++++ PROVIDED INFORMATION

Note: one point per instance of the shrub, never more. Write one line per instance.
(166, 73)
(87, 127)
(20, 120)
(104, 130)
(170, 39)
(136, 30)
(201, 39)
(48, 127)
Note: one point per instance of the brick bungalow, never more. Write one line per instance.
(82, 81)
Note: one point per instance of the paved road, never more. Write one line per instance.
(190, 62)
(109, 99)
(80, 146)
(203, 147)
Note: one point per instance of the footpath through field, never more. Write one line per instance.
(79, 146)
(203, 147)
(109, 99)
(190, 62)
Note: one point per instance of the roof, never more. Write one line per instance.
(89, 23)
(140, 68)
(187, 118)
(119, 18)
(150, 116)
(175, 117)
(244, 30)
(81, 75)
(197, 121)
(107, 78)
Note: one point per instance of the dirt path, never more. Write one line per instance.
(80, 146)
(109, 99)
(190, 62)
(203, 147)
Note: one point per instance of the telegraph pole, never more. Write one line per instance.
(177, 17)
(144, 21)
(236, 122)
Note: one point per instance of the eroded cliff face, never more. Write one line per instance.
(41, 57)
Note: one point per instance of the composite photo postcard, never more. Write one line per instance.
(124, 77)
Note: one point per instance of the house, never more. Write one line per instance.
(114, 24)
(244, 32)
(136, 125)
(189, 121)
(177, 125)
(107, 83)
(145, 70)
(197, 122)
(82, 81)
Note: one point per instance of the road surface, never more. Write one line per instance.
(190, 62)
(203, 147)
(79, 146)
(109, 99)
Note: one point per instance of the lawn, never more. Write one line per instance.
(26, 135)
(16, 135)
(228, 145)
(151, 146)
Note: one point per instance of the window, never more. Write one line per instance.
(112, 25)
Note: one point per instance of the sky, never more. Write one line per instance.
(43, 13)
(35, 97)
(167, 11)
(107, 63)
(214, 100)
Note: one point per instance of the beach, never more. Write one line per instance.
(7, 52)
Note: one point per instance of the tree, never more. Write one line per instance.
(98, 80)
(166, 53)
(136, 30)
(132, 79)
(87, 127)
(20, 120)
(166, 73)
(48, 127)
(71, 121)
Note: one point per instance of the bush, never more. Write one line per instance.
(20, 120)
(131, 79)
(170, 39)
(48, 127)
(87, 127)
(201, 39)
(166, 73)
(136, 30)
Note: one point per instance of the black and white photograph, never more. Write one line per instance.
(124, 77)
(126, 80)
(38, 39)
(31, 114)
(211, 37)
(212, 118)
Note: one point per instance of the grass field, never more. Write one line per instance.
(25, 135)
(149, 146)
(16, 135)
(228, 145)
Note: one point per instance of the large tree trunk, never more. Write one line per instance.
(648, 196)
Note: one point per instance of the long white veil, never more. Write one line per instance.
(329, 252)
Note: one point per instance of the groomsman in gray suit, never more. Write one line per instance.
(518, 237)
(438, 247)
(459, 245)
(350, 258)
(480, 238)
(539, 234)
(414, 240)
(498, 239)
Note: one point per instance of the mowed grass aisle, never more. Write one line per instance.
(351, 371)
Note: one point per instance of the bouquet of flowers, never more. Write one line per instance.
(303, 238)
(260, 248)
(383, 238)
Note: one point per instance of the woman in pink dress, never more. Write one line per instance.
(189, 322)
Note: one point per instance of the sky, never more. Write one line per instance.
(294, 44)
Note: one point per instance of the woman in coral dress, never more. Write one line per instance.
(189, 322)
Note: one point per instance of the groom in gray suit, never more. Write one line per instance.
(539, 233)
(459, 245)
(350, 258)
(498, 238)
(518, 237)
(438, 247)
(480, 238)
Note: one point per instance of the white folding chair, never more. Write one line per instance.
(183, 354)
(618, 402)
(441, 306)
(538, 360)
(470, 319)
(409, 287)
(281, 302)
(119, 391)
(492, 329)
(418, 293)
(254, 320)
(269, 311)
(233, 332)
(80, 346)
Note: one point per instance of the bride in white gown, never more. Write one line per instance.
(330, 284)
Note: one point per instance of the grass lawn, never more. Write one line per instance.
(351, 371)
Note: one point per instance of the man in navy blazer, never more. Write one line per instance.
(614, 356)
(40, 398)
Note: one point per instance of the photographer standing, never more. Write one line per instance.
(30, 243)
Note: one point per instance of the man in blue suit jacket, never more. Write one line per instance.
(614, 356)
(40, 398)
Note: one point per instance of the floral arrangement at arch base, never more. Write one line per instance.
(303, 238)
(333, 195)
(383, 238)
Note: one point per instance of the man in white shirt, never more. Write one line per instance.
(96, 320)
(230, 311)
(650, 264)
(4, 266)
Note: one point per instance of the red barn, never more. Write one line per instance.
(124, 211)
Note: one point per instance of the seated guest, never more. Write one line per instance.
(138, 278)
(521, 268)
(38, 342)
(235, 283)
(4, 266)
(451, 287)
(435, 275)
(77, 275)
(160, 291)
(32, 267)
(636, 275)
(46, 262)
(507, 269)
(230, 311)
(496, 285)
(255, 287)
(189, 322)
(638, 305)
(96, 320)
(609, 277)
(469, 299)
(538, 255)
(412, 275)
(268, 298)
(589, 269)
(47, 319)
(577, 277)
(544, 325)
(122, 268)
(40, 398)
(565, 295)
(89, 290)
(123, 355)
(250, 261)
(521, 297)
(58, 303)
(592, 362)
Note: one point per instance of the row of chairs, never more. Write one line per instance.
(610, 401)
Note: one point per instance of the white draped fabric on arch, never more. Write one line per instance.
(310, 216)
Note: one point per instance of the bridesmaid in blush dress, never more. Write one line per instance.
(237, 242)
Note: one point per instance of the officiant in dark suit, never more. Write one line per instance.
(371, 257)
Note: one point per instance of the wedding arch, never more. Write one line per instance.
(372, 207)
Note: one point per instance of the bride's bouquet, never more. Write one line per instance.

++++++++

• WHAT YOU SHOULD DO
Please update the records above by replacing "never more" with "no more" everywhere it occurs, leaving everything else unchanged.

• TASK SOLUTION
Note: one point per instance of the shrub, no more. Write one line per instance.
(166, 73)
(87, 127)
(20, 120)
(104, 130)
(170, 39)
(136, 30)
(201, 39)
(48, 127)
Note: one point per instance of the brick bungalow, no more. Write one line per instance.
(82, 81)
Note: one point per instance of the paved road, no more. Write one line per instance.
(190, 62)
(109, 99)
(80, 146)
(203, 147)
Note: one point per instance of the footpath through field, no more. Write one line per instance.
(79, 146)
(203, 147)
(109, 99)
(190, 62)
Note: one point per instance of the roof, no more. Write one line per instance.
(89, 23)
(140, 68)
(187, 118)
(119, 18)
(150, 116)
(175, 117)
(244, 30)
(81, 75)
(197, 121)
(107, 78)
Note: one point per instance of the dirt path, no more. Write one line per instance.
(80, 146)
(109, 99)
(190, 62)
(203, 147)
Note: one point per instance of the telegraph pole, no more. Write one line per instance.
(177, 17)
(144, 21)
(236, 122)
Note: one point per instance of the eroded cliff face, no more. Write one line per instance.
(41, 57)
Note: one point per instance of the composite photo postcard, no more. Write one line per instance.
(124, 77)
Note: one point per instance of the house, no more. Write one line per instance.
(114, 24)
(244, 32)
(136, 125)
(189, 121)
(177, 125)
(107, 83)
(145, 70)
(197, 122)
(82, 81)
Note: one point per instance of the road surface, no more. Write one line per instance.
(190, 62)
(203, 147)
(79, 146)
(109, 99)
Note: one point per instance of the lawn, no more. Write one line per instance.
(26, 135)
(16, 135)
(228, 145)
(151, 146)
Note: one point per instance of the window, no more. Write one line per instance.
(112, 25)
Note: one point per instance of the sky, no more. Write one line per instance.
(43, 13)
(35, 97)
(167, 11)
(107, 63)
(214, 100)
Note: one point per instance of the beach, no more. Write one line per instance.
(7, 52)
Note: one point per instance of the tree, no more. Write one line per instance.
(98, 80)
(166, 53)
(136, 30)
(132, 79)
(87, 127)
(20, 120)
(166, 73)
(48, 127)
(71, 121)
Note: one point per instance of the bush, no more. Write one line per instance.
(20, 120)
(131, 79)
(170, 39)
(48, 127)
(87, 127)
(201, 39)
(166, 73)
(136, 30)
Note: one point per instance of the black and white photograph, no more. Write one line per instance.
(124, 77)
(126, 80)
(38, 39)
(31, 114)
(211, 37)
(212, 118)
Note: one point per instance of the grass field, no more. Write one line per instance.
(25, 135)
(149, 146)
(16, 135)
(228, 145)
Note: one point per instance of the large tree trunk, no more. Write one line per instance.
(648, 196)
Note: one point per instance of the long white veil, no more. Write one line per instance.
(329, 252)
Note: one point per instance of the groomsman in gray suit, no more. Write one line per instance.
(518, 237)
(438, 247)
(459, 245)
(350, 258)
(480, 238)
(539, 234)
(414, 240)
(498, 239)
Note: one point per instance of the mowed grass aisle, no more. Write one line per instance.
(351, 371)
Note: one point per instance of the bouquet of flowers, no more. Write one line per instance.
(303, 238)
(260, 248)
(383, 238)
Note: one point per instance of the woman in pink dress, no more. Write one line per instance.
(189, 322)
Note: one point per instance of the sky, no more. Write one line per instance.
(294, 44)
Note: one point per instance of the woman in coral dress, no more. Write one line per instance.
(189, 322)
Note: one point per instance of the groom in gray suit, no more. Write one line per instance.
(539, 233)
(459, 245)
(350, 258)
(498, 238)
(518, 237)
(438, 247)
(480, 238)
Note: one point per instance of the white folding chair, no more. Write one line per instance.
(183, 354)
(618, 402)
(441, 306)
(538, 360)
(470, 319)
(409, 287)
(281, 302)
(119, 391)
(492, 329)
(418, 293)
(254, 320)
(269, 311)
(233, 332)
(80, 346)
Note: one point per instance of the bride in white gown, no more. Write one line per instance.
(330, 284)
Note: one point per instance of the grass lawn, no more. Write one line per instance.
(351, 371)
Note: one point per instance of the man in navy blazer, no more. Write one line per instance.
(614, 356)
(40, 398)
Note: one point per instance of the photographer standing, no more. Write one line per instance.
(30, 243)
Note: one point per instance of the man in blue suit jacket, no more. Write one line per instance.
(614, 356)
(40, 398)
Note: one point per instance of the floral arrangement at arch base, no more. Write one line per instance.
(303, 238)
(333, 195)
(383, 238)
Note: one point per instance of the man in white shirt, no more. Write one line per instance.
(96, 320)
(230, 311)
(650, 264)
(4, 266)
Note: one point per instance of the red barn, no more. Write one line per instance.
(124, 211)
Note: one point per instance of the seated guest, no more. Write one line per instance.
(138, 278)
(521, 268)
(38, 342)
(235, 283)
(4, 266)
(451, 287)
(435, 275)
(77, 275)
(160, 291)
(32, 267)
(636, 275)
(46, 262)
(507, 269)
(230, 311)
(496, 285)
(255, 287)
(189, 322)
(638, 305)
(96, 320)
(609, 277)
(469, 299)
(538, 255)
(412, 275)
(268, 298)
(589, 269)
(47, 319)
(577, 277)
(544, 325)
(122, 268)
(40, 398)
(565, 295)
(89, 290)
(123, 355)
(250, 261)
(521, 297)
(58, 303)
(592, 362)
Note: one point per instance of the row of chairs, no more. Write one line per instance.
(610, 401)
Note: one point per instance of the white draped fabric on arch, no more. Write one line per instance.
(310, 216)
Note: one point per instance of the bridesmaid in blush dress, no more. Write one line per instance.
(237, 242)
Note: one point per instance of the officiant in dark suit, no more. Write one line per instance.
(371, 257)
Note: one point per instance of the wedding arch, no more. Write one line per instance.
(372, 207)
Note: one point per instance of the bride's bouquet, no more. Write one line per instance.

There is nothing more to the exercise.